### Passage to read
────────────────────────────────────────

By Beth Tancredi
At the start of 2020, many financial institutions were poised to make their mark in the increasingly competitive digital payments market that has tripled over the last 10 years to 15 percent of total commerce penetration while accounting for 35 percent of all card transactions.
But with more than 25 million Americans now unemployed, and a dramatic shift underway in where and how consumers are spending their money, banks are now staring directly in the face of both new threats to and opportunities for their payments businesses.
While it is still imperative that banks set their eyes on upping their digital payments game for the long-haul, a COVID-19-created shift in spending away from higher-interchange transactions such as travel toward lower ones like groceries have had a hard-hitting impact on the industry.
“Typically, we see that on average 15 to 45 percent of non-interest income comes from interchange, and I don’t know of a business that’s a bigger piece of the non-interest income pie that gets less attention than this,” says Tony DeSanctis, director of Cornerstone Advisors. “The scary thing is that most institutions don’t know what the impact is going to be on their business until two to three months down the line. And many times, by the time they realize it, it’s largely too late.”

────────────────────────────────────────

### Exercises
**a.** Rewrite the part of the article on banks and digital payments that begins at "By Beth Tancredi" and ends after "all card transactions.", putting "lenders" in place of "financial institutions".
**b.** Translate this sentence from the article on banks and digital payments into Spanish: "The scary thing is that most institutions don't know what the impact is going to be on their business until two to three months down the line."

────────────────────────────────────────

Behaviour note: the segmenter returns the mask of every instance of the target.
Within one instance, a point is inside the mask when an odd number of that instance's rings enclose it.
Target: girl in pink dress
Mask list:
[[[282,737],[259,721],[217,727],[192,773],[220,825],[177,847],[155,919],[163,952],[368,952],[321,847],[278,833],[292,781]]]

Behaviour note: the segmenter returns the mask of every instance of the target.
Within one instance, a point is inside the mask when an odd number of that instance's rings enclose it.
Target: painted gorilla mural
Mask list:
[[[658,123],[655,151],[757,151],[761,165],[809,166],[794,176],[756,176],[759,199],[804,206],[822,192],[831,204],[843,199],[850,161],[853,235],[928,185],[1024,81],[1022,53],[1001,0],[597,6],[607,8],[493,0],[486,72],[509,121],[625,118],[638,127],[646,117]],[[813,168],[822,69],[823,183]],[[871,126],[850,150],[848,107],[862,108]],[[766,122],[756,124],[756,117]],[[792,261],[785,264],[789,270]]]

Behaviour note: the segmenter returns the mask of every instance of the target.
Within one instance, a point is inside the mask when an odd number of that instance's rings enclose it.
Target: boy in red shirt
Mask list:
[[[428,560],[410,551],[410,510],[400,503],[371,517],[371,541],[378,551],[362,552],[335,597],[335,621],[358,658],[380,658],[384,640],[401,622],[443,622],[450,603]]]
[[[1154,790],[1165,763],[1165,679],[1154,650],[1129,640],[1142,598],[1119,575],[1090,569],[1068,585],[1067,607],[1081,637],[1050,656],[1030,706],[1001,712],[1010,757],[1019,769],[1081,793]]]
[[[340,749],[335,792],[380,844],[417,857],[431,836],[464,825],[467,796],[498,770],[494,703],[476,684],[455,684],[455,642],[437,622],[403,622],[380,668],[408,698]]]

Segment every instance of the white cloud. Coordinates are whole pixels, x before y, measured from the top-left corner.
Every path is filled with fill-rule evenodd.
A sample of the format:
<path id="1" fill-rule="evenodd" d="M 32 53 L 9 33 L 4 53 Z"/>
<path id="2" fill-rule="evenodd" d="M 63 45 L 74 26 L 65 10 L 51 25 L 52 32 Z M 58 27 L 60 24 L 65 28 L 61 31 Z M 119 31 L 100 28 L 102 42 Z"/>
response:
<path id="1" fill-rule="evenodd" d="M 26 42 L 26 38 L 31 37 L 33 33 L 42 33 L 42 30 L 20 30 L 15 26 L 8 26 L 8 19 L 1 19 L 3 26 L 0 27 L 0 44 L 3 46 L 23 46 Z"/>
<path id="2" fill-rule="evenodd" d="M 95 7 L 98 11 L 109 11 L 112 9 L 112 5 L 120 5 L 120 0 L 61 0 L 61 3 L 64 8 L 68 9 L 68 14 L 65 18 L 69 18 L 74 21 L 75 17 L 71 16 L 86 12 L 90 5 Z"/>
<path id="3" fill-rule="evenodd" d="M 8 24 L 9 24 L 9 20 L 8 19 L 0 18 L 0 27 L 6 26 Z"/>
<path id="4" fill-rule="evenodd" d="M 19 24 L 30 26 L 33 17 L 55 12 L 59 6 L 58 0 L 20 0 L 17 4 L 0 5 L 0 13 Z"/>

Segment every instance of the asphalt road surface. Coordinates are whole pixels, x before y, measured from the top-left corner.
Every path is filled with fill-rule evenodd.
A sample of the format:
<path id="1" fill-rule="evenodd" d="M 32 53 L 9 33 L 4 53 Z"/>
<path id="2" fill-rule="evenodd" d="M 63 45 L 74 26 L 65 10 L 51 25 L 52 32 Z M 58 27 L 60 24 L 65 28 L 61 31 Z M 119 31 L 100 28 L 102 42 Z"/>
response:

────────────────────────────────────────

### Task-by-task solutions
**a.**
By Beth Tancredi
At the start of 2020, many lenders were poised to make their mark in the increasingly competitive digital payments market that has tripled over the last 10 years to 15 percent of total commerce penetration while accounting for 35 percent of all card transactions.

**b.** Lo aterrador es que la mayoría de las instituciones no saben cuál será el impacto en su negocio hasta dentro de dos o tres meses.